-------- DATA FOR PROCESSING
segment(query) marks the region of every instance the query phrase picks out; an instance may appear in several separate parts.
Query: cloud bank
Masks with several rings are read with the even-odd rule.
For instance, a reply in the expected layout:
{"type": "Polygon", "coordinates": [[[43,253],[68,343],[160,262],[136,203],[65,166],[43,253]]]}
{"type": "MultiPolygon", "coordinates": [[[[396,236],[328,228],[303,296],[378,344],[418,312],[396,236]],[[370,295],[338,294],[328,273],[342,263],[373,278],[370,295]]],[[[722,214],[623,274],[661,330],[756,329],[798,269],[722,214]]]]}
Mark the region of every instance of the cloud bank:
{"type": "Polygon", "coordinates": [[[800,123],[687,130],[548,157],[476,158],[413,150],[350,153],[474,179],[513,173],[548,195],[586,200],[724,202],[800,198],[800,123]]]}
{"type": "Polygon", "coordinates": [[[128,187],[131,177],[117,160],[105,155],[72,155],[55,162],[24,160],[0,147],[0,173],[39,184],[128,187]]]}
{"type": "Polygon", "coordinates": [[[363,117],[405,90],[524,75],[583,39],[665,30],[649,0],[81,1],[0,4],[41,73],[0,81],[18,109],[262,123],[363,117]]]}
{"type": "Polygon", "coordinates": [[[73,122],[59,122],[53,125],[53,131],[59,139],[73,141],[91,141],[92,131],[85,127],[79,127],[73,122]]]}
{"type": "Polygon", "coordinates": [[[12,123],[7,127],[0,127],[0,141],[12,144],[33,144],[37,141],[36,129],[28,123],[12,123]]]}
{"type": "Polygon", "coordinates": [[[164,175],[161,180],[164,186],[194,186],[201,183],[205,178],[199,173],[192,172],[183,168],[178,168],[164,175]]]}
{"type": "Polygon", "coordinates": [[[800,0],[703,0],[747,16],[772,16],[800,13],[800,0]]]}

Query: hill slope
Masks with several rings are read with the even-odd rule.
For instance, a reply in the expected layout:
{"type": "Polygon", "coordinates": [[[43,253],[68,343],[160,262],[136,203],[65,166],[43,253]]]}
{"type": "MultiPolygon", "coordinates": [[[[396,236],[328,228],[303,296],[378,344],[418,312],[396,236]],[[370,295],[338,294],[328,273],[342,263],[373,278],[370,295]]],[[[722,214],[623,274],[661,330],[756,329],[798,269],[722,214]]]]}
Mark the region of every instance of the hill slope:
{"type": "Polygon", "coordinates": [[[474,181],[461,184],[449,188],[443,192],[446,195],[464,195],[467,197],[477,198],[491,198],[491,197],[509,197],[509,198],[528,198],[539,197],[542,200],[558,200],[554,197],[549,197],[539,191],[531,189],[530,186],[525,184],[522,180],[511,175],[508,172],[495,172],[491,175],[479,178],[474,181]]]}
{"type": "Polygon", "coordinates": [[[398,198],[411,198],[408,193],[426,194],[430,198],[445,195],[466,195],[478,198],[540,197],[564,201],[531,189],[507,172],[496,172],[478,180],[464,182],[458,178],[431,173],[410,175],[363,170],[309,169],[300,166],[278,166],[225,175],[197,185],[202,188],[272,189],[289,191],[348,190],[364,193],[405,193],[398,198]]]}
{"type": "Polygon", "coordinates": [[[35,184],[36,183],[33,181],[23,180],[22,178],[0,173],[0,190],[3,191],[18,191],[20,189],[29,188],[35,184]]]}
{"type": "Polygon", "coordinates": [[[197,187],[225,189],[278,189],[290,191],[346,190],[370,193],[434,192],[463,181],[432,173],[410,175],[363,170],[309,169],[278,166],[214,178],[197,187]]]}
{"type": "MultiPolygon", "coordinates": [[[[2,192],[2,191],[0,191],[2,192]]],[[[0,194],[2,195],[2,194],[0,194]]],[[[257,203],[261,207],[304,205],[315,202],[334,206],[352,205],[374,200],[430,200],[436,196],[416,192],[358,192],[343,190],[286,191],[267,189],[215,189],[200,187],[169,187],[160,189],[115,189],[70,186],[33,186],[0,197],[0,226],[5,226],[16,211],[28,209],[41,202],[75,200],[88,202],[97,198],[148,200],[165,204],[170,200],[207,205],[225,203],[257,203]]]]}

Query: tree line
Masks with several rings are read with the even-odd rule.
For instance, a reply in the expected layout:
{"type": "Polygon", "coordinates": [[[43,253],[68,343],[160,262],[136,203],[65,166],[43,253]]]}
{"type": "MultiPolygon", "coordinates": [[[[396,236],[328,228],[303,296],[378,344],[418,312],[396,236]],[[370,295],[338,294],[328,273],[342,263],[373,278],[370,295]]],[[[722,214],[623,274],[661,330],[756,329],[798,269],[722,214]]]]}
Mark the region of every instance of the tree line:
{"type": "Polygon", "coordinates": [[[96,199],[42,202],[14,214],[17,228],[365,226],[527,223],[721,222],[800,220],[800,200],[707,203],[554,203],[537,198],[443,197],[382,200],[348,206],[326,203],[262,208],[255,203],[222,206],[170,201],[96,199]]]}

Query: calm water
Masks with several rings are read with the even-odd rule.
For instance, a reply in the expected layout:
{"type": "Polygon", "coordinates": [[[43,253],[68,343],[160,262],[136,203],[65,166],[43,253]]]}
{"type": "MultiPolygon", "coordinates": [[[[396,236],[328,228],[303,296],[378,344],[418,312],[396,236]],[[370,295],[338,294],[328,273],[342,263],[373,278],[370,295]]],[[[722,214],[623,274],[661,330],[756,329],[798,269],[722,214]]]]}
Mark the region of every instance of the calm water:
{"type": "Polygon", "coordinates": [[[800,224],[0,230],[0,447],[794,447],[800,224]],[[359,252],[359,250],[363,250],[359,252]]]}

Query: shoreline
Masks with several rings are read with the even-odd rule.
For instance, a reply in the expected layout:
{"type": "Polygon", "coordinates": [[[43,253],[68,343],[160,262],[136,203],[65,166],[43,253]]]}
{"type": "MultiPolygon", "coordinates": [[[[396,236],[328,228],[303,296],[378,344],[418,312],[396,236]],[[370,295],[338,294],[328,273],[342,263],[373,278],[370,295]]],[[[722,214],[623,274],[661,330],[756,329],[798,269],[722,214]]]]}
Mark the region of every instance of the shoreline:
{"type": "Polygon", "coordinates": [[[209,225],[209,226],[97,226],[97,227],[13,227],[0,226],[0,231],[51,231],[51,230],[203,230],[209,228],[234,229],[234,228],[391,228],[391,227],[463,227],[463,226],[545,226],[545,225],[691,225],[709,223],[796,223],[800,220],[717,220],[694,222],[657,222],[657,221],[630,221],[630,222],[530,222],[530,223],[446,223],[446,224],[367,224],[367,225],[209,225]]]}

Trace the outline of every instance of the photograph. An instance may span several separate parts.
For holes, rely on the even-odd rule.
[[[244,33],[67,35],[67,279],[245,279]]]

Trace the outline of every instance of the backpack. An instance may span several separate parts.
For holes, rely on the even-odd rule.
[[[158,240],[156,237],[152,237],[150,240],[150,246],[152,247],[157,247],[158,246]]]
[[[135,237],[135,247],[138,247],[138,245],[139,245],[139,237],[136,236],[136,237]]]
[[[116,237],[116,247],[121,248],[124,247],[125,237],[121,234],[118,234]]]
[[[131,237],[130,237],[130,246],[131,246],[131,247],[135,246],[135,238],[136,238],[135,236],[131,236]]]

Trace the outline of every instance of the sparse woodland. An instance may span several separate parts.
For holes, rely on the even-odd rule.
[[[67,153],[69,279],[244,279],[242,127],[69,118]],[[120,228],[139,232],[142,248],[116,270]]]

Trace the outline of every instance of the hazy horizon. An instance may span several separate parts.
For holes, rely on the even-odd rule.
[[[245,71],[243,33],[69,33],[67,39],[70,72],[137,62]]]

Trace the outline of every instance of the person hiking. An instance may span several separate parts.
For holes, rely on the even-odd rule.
----------------
Number all of the lines above in a list, and omit the blank lines.

1. segment(query) marks the region of every instance the query phrase picks out; an instance may appear in several separate parts.
2. Query: cloud bank
3. Masks with several rings are read with the even-odd rule.
4. For instance, a reply in the expected layout:
5. {"type": "Polygon", "coordinates": [[[43,253],[68,343],[160,262],[136,203],[65,166],[43,253]]]}
6. {"type": "MultiPolygon", "coordinates": [[[[396,236],[328,228],[303,296],[378,344],[418,312],[396,236]],[[370,295],[338,294],[328,273],[342,263],[373,278],[370,295]]],[[[722,214],[623,274],[661,330],[756,329],[798,269],[722,214]]]]}
7. Mark the region of every instance of the cloud bank:
8. {"type": "Polygon", "coordinates": [[[800,123],[687,130],[548,157],[476,158],[413,150],[350,153],[474,179],[513,173],[548,195],[586,200],[724,202],[800,198],[800,123]]]}
9. {"type": "Polygon", "coordinates": [[[128,187],[131,177],[117,160],[105,155],[72,155],[55,162],[24,160],[0,147],[0,173],[39,184],[128,187]]]}
10. {"type": "Polygon", "coordinates": [[[363,117],[405,90],[524,75],[583,39],[665,30],[649,0],[81,1],[0,4],[41,73],[0,81],[18,109],[262,123],[363,117]]]}
11. {"type": "Polygon", "coordinates": [[[73,122],[59,122],[53,125],[53,131],[59,139],[73,141],[91,141],[92,131],[85,127],[79,127],[73,122]]]}
12. {"type": "Polygon", "coordinates": [[[12,123],[7,127],[0,127],[0,141],[12,144],[33,144],[37,141],[36,129],[28,123],[12,123]]]}
13. {"type": "Polygon", "coordinates": [[[164,175],[161,180],[164,186],[194,186],[201,183],[205,178],[199,173],[192,172],[183,168],[178,168],[164,175]]]}
14. {"type": "Polygon", "coordinates": [[[800,0],[703,0],[747,16],[772,16],[800,13],[800,0]]]}
15. Query: hill slope
16. Masks with several rings are read with the even-odd rule.
17. For instance, a reply in the expected layout:
18. {"type": "Polygon", "coordinates": [[[43,253],[68,343],[160,262],[136,203],[65,166],[43,253]]]}
19. {"type": "MultiPolygon", "coordinates": [[[[396,236],[328,228],[303,296],[378,344],[418,312],[396,236]],[[370,295],[338,294],[328,273],[342,263],[373,278],[370,295]]],[[[722,214],[623,274],[661,330],[756,329],[798,269],[722,214]]]]}
20. Mark the region of every instance of the hill slope:
21. {"type": "Polygon", "coordinates": [[[474,181],[461,184],[449,188],[443,192],[446,195],[464,195],[467,197],[477,198],[491,198],[491,197],[509,197],[509,198],[528,198],[539,197],[542,200],[558,200],[554,197],[549,197],[539,191],[531,189],[530,186],[525,184],[522,180],[511,175],[508,172],[495,172],[491,175],[479,178],[474,181]]]}
22. {"type": "Polygon", "coordinates": [[[398,198],[411,198],[408,193],[426,194],[430,198],[445,195],[466,195],[478,198],[540,197],[564,201],[531,189],[507,172],[496,172],[478,180],[464,182],[458,178],[431,173],[410,175],[363,170],[309,169],[300,166],[278,166],[225,175],[197,185],[202,188],[272,189],[289,191],[348,190],[364,193],[405,193],[398,198]]]}
23. {"type": "Polygon", "coordinates": [[[35,184],[36,183],[33,181],[23,180],[22,178],[0,173],[0,190],[3,191],[18,191],[20,189],[29,188],[35,184]]]}
24. {"type": "Polygon", "coordinates": [[[197,187],[225,189],[278,189],[290,191],[346,190],[370,193],[434,192],[463,181],[432,173],[410,175],[363,170],[309,169],[278,166],[214,178],[197,187]]]}
25. {"type": "MultiPolygon", "coordinates": [[[[2,192],[2,191],[0,191],[2,192]]],[[[0,194],[2,195],[2,194],[0,194]]],[[[257,203],[261,207],[304,205],[315,202],[334,206],[352,205],[374,200],[430,200],[436,196],[416,192],[358,192],[343,190],[286,191],[267,189],[215,189],[200,187],[169,187],[160,189],[115,189],[70,186],[33,186],[0,197],[0,226],[5,226],[16,211],[28,209],[41,202],[75,200],[88,202],[97,198],[148,200],[165,204],[170,200],[207,205],[225,203],[257,203]]]]}
26. Query: tree line
27. Masks with several rings are read with the even-odd rule.
28. For instance, a reply in the expected layout:
29. {"type": "Polygon", "coordinates": [[[43,253],[68,343],[160,262],[136,203],[65,166],[43,253]]]}
30. {"type": "MultiPolygon", "coordinates": [[[[396,236],[328,228],[303,296],[378,344],[418,312],[396,236]],[[370,295],[338,294],[328,273],[342,263],[373,278],[370,295]]],[[[722,214],[623,274],[661,330],[756,329],[798,269],[722,214]]]]}
31. Mark the region of every instance of the tree line:
32. {"type": "Polygon", "coordinates": [[[96,199],[42,202],[14,214],[17,228],[365,226],[527,223],[721,222],[800,220],[800,200],[707,203],[554,203],[537,198],[443,197],[382,200],[348,206],[326,203],[262,208],[255,203],[222,206],[170,201],[96,199]]]}
33. Query: calm water
34. Masks with several rings are read with the even-odd rule.
35. For instance, a reply in the expected layout:
36. {"type": "Polygon", "coordinates": [[[43,253],[68,343],[160,262],[136,203],[65,166],[43,253]]]}
37. {"type": "MultiPolygon", "coordinates": [[[[396,236],[328,228],[303,296],[378,344],[418,312],[396,236]],[[370,295],[338,294],[328,273],[342,263],[373,278],[370,295]]],[[[722,214],[623,274],[661,330],[756,329],[798,269],[722,214]]]]}
38. Mark the region of every instance of the calm water:
39. {"type": "Polygon", "coordinates": [[[800,224],[0,230],[0,447],[794,447],[800,224]],[[359,252],[359,250],[363,250],[359,252]]]}
40. Query: shoreline
41. Masks with several rings are read with the even-odd rule.
42. For instance, a reply in the expected layout:
43. {"type": "Polygon", "coordinates": [[[43,253],[68,343],[160,262],[136,203],[65,166],[43,253]]]}
44. {"type": "MultiPolygon", "coordinates": [[[[396,236],[328,228],[303,296],[378,344],[418,312],[396,236]],[[370,295],[338,294],[328,273],[342,263],[373,278],[370,295]]],[[[722,214],[623,274],[661,330],[756,329],[798,269],[722,214]]]]}
45. Mark the region of every instance of the shoreline:
46. {"type": "Polygon", "coordinates": [[[209,225],[209,226],[97,226],[97,227],[13,227],[0,226],[0,231],[51,231],[51,230],[203,230],[209,228],[234,229],[234,228],[391,228],[391,227],[463,227],[463,226],[545,226],[545,225],[691,225],[709,223],[796,223],[800,220],[717,220],[694,222],[657,222],[657,221],[630,221],[630,222],[530,222],[530,223],[446,223],[446,224],[367,224],[367,225],[209,225]]]}
47. Trace the outline of every instance of the photograph. An instance may span several separate parts.
48. For holes, rely on the even-odd rule.
49. [[[244,33],[67,35],[67,279],[245,279]]]
50. Trace the outline of every instance of the backpack. An instance may span several separate parts.
51. For holes, rely on the even-odd rule.
52. [[[158,240],[156,237],[152,237],[150,240],[150,246],[152,247],[157,247],[158,246]]]
53. [[[135,237],[135,247],[138,247],[138,245],[139,245],[139,237],[136,236],[136,237]]]
54. [[[116,237],[116,247],[121,248],[124,247],[125,237],[121,234],[118,234]]]
55. [[[131,237],[130,237],[130,246],[131,246],[131,247],[135,246],[135,238],[136,238],[135,236],[131,236]]]
56. Trace the outline of every instance of the sparse woodland. An instance may span several separate parts.
57. For holes, rely on the even-odd rule.
58. [[[67,153],[69,279],[244,279],[242,127],[69,118]],[[120,228],[139,232],[142,248],[116,270]]]
59. Trace the outline of every instance of the hazy horizon. An instance may span several separate parts.
60. For holes, rely on the even-odd rule.
61. [[[245,71],[243,33],[69,33],[67,39],[70,72],[137,62]]]
62. Trace the outline of every instance of the person hiking. An instance may span several separate parts.
63. For holes, rely on the even-odd rule.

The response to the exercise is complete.